#### [DIRECTIONS FOR THIS TASK]
Please quote exactly the lines below from the line containing "Objective — set a marker on each instance of the orange" to the line containing "Objective — set a marker on each instance of the sea", both lines included, and nothing else.

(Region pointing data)
========================
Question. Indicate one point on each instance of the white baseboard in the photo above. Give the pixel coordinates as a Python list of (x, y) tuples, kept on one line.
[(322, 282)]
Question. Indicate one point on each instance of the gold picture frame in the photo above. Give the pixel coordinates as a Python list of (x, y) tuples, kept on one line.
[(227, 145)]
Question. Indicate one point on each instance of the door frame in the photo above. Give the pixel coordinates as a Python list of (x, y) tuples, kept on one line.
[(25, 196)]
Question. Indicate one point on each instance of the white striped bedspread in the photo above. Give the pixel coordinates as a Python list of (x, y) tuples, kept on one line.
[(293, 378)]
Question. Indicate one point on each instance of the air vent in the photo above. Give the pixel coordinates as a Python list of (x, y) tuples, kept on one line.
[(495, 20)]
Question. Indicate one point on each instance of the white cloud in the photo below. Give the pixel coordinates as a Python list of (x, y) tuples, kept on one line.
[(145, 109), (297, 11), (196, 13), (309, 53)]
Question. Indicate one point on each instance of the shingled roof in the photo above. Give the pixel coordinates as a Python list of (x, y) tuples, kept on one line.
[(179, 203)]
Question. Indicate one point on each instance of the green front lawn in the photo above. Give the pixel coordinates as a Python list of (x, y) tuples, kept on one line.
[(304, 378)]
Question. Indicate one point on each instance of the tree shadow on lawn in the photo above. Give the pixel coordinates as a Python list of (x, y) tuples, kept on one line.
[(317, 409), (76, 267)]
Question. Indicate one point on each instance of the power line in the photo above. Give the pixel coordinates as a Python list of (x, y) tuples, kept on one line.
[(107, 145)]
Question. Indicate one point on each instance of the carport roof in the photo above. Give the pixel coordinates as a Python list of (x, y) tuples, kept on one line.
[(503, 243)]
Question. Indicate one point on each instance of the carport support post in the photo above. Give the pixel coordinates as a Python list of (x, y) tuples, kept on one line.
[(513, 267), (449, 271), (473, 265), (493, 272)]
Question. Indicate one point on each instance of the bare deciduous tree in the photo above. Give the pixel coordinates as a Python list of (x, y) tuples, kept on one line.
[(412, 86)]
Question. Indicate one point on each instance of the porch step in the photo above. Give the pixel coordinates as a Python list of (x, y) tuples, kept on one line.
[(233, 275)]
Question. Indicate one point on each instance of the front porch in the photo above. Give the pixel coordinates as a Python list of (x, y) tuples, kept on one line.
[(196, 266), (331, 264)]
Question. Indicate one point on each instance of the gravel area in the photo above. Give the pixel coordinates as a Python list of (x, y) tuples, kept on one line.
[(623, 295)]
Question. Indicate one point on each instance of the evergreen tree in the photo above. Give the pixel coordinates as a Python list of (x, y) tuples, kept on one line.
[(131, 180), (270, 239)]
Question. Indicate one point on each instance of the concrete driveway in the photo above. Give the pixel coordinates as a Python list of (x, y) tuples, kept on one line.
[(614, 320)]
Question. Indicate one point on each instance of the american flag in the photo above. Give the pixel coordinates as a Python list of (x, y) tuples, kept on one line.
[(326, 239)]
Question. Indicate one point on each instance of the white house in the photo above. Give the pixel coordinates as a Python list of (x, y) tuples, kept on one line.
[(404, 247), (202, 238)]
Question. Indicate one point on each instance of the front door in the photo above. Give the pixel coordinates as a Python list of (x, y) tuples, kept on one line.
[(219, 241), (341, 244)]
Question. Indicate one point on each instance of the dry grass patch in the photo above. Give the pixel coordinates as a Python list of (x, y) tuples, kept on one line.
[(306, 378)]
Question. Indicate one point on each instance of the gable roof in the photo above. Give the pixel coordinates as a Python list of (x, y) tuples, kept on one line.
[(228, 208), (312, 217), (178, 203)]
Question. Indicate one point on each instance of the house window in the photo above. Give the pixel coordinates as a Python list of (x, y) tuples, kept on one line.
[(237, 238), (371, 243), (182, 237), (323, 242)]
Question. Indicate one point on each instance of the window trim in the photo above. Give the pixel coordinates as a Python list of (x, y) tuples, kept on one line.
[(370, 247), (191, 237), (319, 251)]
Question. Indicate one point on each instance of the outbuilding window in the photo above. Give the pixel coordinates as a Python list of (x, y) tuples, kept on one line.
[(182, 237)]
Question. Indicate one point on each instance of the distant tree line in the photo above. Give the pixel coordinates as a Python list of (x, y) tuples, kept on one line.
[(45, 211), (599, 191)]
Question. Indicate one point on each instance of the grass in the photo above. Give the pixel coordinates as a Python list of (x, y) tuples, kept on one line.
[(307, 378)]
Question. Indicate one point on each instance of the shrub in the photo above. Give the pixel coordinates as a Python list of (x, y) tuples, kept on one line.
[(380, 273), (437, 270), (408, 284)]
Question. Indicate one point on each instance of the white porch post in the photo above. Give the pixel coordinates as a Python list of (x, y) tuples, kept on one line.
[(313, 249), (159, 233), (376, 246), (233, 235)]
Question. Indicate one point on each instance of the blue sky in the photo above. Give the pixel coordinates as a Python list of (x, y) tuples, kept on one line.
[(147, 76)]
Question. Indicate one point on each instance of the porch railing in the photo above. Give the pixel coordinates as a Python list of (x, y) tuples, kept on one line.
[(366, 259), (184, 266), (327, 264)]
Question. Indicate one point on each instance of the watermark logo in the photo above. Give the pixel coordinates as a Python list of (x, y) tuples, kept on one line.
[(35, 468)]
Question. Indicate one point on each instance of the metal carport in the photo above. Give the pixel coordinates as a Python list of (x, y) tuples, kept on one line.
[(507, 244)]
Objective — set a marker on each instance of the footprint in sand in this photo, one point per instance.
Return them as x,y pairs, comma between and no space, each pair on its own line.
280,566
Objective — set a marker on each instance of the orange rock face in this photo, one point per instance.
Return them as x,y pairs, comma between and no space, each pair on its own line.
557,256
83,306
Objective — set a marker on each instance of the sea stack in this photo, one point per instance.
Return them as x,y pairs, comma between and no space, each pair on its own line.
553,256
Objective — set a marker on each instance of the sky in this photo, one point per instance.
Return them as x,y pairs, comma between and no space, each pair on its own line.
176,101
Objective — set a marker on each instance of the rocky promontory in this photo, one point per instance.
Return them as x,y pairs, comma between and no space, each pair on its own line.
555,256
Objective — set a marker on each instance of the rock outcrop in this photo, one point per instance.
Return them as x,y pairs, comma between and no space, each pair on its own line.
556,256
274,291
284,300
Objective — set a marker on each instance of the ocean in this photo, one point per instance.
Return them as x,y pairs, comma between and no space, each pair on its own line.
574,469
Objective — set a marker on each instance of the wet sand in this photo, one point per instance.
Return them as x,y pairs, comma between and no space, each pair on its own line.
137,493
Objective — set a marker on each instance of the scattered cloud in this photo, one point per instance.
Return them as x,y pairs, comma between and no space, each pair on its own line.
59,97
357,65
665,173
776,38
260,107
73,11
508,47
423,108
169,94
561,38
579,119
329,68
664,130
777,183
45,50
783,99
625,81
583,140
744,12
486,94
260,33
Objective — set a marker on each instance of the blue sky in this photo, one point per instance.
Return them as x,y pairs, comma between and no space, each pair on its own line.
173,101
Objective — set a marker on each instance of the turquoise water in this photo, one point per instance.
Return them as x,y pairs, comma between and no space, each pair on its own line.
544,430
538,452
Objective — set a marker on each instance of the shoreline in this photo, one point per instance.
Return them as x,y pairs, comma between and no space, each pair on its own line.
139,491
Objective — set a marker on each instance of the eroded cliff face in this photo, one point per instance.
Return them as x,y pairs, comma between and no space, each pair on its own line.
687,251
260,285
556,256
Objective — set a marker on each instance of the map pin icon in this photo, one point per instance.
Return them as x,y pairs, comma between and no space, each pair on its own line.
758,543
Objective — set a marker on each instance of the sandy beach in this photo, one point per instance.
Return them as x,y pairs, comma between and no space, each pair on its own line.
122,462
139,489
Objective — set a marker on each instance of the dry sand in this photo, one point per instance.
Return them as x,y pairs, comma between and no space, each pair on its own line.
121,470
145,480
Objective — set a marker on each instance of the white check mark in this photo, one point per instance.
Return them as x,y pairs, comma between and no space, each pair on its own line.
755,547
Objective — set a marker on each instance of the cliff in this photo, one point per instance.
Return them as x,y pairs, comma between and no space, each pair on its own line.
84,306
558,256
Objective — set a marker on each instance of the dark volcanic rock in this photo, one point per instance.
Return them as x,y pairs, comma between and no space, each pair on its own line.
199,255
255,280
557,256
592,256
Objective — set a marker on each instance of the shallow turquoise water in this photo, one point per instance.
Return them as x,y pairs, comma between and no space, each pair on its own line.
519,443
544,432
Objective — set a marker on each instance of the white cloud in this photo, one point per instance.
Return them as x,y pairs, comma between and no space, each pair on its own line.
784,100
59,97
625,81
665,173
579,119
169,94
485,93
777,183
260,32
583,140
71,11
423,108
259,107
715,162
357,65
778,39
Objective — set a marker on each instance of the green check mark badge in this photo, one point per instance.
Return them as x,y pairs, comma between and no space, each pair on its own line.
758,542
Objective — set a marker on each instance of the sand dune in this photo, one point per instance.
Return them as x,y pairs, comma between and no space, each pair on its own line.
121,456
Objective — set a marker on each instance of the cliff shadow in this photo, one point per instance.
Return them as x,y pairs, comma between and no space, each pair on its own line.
========================
#### [RESULT FOR THIS EXERCISE]
Objective — set a marker on each instance of the orange rock face in this photo, one point per instance.
Return them as x,y pairs, comma between and no space, each pair on its own line.
557,256
83,306
Objective — set a marker on each instance of the sea stack in this photo, one point per instance.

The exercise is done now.